*** Source data

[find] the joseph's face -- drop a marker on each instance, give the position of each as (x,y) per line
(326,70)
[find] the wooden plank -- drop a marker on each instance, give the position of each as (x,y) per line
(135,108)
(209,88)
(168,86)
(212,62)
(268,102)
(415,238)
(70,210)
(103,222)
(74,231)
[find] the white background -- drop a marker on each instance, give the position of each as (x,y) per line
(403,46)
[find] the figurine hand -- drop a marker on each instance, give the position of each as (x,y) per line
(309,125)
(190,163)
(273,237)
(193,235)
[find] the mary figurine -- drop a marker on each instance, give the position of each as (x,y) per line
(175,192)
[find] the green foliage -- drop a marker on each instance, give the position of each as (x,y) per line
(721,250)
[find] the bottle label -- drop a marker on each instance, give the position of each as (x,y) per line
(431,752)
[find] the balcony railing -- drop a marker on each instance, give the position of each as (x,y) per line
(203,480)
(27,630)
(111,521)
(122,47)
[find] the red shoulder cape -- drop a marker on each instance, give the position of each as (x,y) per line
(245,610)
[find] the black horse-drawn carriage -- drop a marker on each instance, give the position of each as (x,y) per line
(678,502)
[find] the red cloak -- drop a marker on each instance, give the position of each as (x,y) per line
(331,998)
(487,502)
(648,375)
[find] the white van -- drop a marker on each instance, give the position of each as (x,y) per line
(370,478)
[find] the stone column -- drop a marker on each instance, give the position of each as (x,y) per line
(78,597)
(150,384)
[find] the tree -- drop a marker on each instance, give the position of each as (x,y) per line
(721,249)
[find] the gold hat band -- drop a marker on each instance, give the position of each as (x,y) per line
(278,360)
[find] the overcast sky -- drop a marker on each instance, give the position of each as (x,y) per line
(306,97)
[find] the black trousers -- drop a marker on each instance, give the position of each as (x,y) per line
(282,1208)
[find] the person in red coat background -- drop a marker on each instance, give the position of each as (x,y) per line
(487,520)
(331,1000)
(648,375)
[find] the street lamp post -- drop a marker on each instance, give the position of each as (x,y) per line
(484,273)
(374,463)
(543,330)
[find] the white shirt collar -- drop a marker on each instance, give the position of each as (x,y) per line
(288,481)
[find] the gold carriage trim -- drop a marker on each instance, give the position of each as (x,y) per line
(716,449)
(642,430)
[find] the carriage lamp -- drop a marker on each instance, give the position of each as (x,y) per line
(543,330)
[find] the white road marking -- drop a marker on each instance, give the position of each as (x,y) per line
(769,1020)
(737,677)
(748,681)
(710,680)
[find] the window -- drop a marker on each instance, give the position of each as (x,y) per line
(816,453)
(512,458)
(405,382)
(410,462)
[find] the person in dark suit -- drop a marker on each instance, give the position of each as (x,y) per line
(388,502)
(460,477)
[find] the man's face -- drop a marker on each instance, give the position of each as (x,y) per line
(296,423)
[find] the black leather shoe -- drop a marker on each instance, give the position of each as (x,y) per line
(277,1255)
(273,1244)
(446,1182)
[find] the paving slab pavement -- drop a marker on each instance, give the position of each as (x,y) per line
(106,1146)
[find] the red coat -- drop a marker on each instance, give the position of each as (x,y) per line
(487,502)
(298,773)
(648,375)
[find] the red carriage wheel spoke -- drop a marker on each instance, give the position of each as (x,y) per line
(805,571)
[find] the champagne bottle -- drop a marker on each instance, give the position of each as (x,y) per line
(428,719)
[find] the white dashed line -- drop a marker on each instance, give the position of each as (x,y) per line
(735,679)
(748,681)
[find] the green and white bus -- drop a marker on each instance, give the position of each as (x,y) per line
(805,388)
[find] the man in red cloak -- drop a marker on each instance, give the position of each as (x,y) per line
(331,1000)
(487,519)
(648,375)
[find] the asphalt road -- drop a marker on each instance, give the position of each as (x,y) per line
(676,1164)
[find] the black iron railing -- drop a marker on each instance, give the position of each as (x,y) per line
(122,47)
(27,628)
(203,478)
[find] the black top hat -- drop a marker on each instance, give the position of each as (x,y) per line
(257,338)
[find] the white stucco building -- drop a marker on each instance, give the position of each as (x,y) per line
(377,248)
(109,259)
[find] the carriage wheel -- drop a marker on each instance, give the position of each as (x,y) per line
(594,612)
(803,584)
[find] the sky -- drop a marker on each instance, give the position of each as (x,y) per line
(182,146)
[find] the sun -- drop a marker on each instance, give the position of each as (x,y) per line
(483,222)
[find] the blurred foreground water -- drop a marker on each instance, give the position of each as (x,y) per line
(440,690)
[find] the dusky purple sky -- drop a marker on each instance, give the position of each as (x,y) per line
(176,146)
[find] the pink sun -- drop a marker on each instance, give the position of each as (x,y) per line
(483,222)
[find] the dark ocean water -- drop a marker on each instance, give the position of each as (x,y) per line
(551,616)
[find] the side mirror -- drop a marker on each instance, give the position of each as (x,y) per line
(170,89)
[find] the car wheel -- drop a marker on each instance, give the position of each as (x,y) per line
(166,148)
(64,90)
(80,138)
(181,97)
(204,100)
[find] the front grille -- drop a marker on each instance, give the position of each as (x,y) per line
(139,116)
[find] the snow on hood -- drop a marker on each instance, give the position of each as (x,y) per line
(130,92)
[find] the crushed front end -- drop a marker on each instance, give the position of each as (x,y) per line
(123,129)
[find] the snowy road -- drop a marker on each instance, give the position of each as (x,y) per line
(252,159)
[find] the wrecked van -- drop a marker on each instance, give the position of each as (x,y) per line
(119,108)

******

Reproduce the data. Match each line exactly.

[find] the joseph's face -- drop a marker on each instance, give the position of each as (x,y) per line
(326,70)
[find] the wooden plank -- drop a marker on each instance, give the position of each as (x,y) per line
(135,108)
(209,88)
(168,86)
(212,62)
(268,102)
(415,238)
(70,210)
(103,222)
(74,231)
[find] the white background -- drop a marker on each instance, give the position of each as (x,y) per line
(403,46)
[find] the figurine hand -- drop a marker on each instance, give the position of each as (x,y) per line
(309,125)
(190,163)
(273,237)
(193,235)
[find] the mary figurine -- drop a marker on each instance, give the position of each as (x,y) per line
(175,192)
[find] the green foliage -- drop a marker on each instance, give the position of each as (x,y) per line
(721,250)
[find] the bottle label -- drop a marker on each instance, give the position of each as (x,y) per line
(431,752)
[find] the balcony railing -- drop a marker on each instance, give the position of each as (x,y) per line
(203,480)
(27,630)
(111,521)
(122,47)
[find] the red shoulder cape -- drop a marker on each instance, give the position of each as (x,y) per line
(245,610)
[find] the black horse-drawn carriage -- drop a marker on each instance, give the position of each as (x,y) per line
(678,502)
[find] the red cloak -- drop a marker on each instance, give the position of each as (x,y) per line
(331,998)
(487,502)
(648,375)
[find] the white van -- drop a marker on each instance, give the position of each as (x,y) per line
(370,478)
[find] the stone column -- drop a marker on each instance, give the position of each as (x,y) per line
(78,597)
(150,384)
[find] the tree -- drop a marker on each instance, give the position of each as (x,y) per line
(721,249)
[find] the gold hat band -- drop a marker on each instance, give the position of each as (x,y) per line
(278,360)
[find] the overcast sky -- drop a marker on each instance, give the position of each as (x,y) per line
(306,97)
[find] the black trousers -- drop a marker on each instance, give the position of each as (x,y) per line
(282,1208)
[find] the person in red coat background -- drop a marker on each instance, give the position of each as (x,y) per line
(487,520)
(331,1000)
(648,375)
[find] the street lamp post -- drop a marker on each instance, give the position of each as (x,y) per line
(484,273)
(374,463)
(543,330)
[find] the white shirt collar -- drop a marker on each instance, give the position of each as (x,y) per line
(288,481)
[find] the gold carriage trim -- drop a marker on each instance, give the position of each as (x,y) per line
(716,449)
(642,430)
[find] the carriage lamp -- drop a marker on each instance, give the position of each as (x,y) per line
(543,330)
[find] the white road marking -- drop a marker on each instance, give the position of each as (x,y) per line
(769,1020)
(737,677)
(748,681)
(710,680)
[find] the window -- drop a marker on each instance, give the position of each as (x,y) per line
(816,453)
(512,458)
(405,382)
(410,462)
[find] the person in dark suit -- drop a marker on each instance, give the position of each as (x,y) per line
(388,502)
(460,477)
[find] the man's face -- drop a marker on each instance, give the position of each as (x,y) per line
(296,423)
[find] the black leather shoe -- drop a marker on each instance, give the position of each as (x,y) per line
(277,1255)
(273,1244)
(446,1182)
[find] the paving slab pavement -- drop a marker on each instance, give the position of each as (x,y) per line
(106,1146)
[find] the red coat -- drop a marker on each instance, give the position of each as (x,y) per line
(487,502)
(298,773)
(648,375)
[find] the red carriage wheel spoke -- drop a marker on each instance, give the position of each as (x,y) per line
(805,571)
[find] the champagne bottle -- drop a marker on each instance, give the position of each as (x,y) per line
(428,719)
[find] the white dashed line -- drop a marker on each instance, give the position of each as (x,y) per line
(735,679)
(748,681)
[find] the green and white bus -- drop a marker on each instance, give the position of each as (x,y) per line
(805,388)
[find] the man in red cloak -- drop a marker on each instance, give the position of each as (x,y) per line
(331,1000)
(487,519)
(648,375)
[find] the asphalt road -- drop a marker on each instance, give the position of each as (x,y) per line
(676,1164)
[find] the black iron railing -- drop a marker on each instance, give the position of each as (x,y) per line
(122,47)
(27,628)
(203,478)
[find] the black top hat -- drop a marker on each instance, give the position of each as (x,y) per line
(257,338)
[find] the white stucco building -- drop a marker on each instance, give the position of each as (x,y) per line
(377,248)
(109,259)
[find] the carriage wheel -- drop a marker on each instance, give the position of each as (x,y) per line
(594,612)
(803,584)
[find] the sky -- drop a marker on each instance, give the position of each as (x,y) per line
(182,146)
[find] the sun -- drop a marker on each instance, give the position of each as (x,y) per line
(483,222)
[find] the blurred foreground water -- drop a marker on each instance, give the position of each as (x,y) per line
(440,690)
[find] the dusky purple sky -- drop a marker on each instance, give the position of each as (x,y) per line
(176,146)
[find] the pink sun -- drop a marker on each instance, give the position of each as (x,y) per line
(483,222)
[find] the dark ocean water -- drop a marker on each instance, give the position of each as (x,y) per line
(551,616)
[find] the side mirror -- drop a marker on each instance, give the position of each as (x,y) per line
(170,89)
[find] the car wheel -- drop a marker on each instance, give the position of each as (x,y) per line
(166,148)
(64,90)
(80,138)
(181,97)
(204,100)
[find] the front grille -- drop a marker on each instance, give the position of each as (x,y) per line
(139,116)
[find] the snow on hood -- drop a marker on each instance, give the position of each as (x,y) per line
(130,92)
[find] the crushed front end -- drop a marker on each instance, give the position of each as (x,y) per line
(123,129)
[find] the snowy road -- drop a marker on each instance, give the position of each as (x,y) per line
(252,159)
[find] the wrecked van -- drop a marker on each instance, give the position of each as (x,y) per line
(119,108)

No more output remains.